>>
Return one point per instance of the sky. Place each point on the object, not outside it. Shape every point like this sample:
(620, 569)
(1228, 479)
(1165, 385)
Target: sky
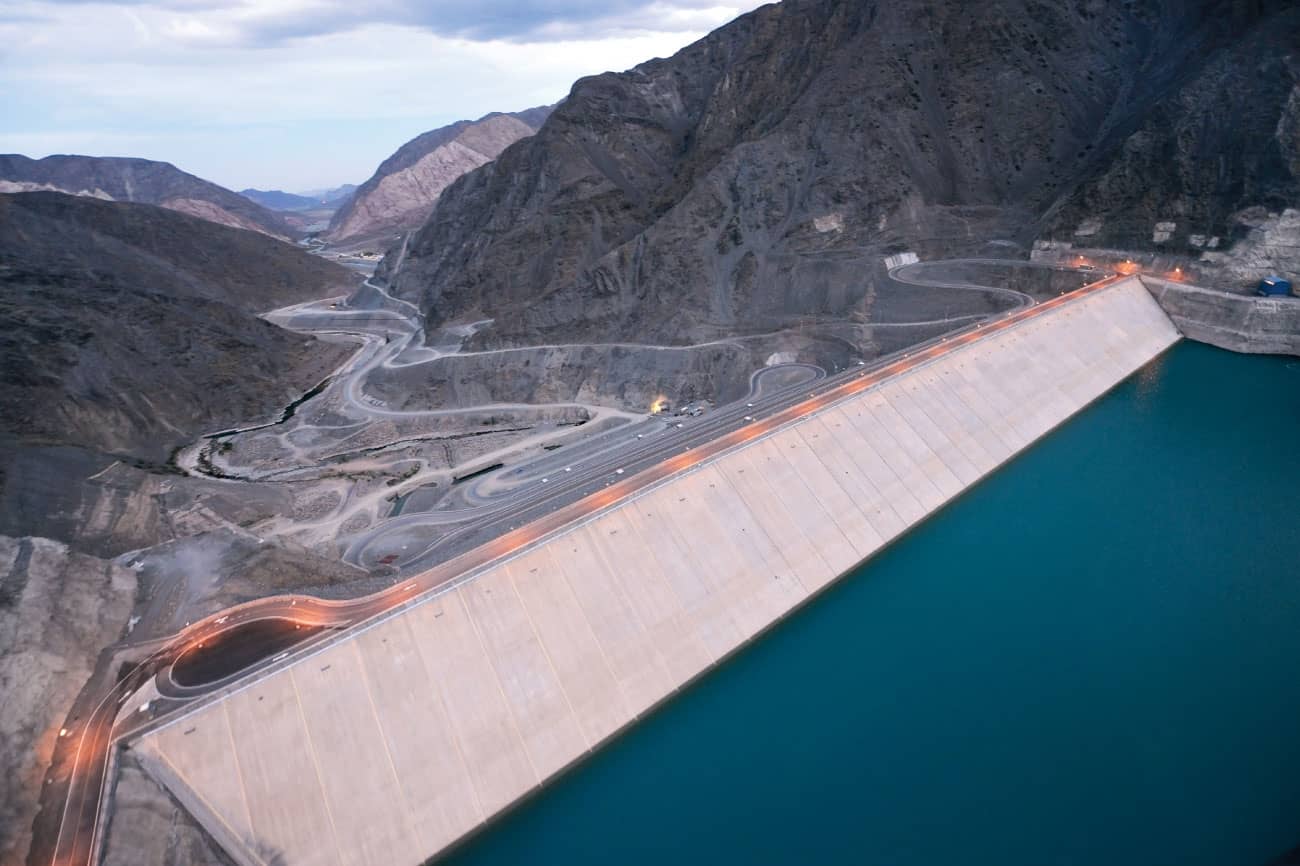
(304, 94)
<<
→ **WHAT IS ASKED**: Reproduce all of the items above, substituting "ceiling" for every occurrence of "sky" and keeping everything else unchanged. Leave out the pictures.

→ **FINAL ANSWER**:
Return one point per instance of the ceiling. Place each point on the object, not outside it. Shape every point like this sample:
(620, 569)
(1228, 479)
(1165, 385)
Target: ceiling
(304, 94)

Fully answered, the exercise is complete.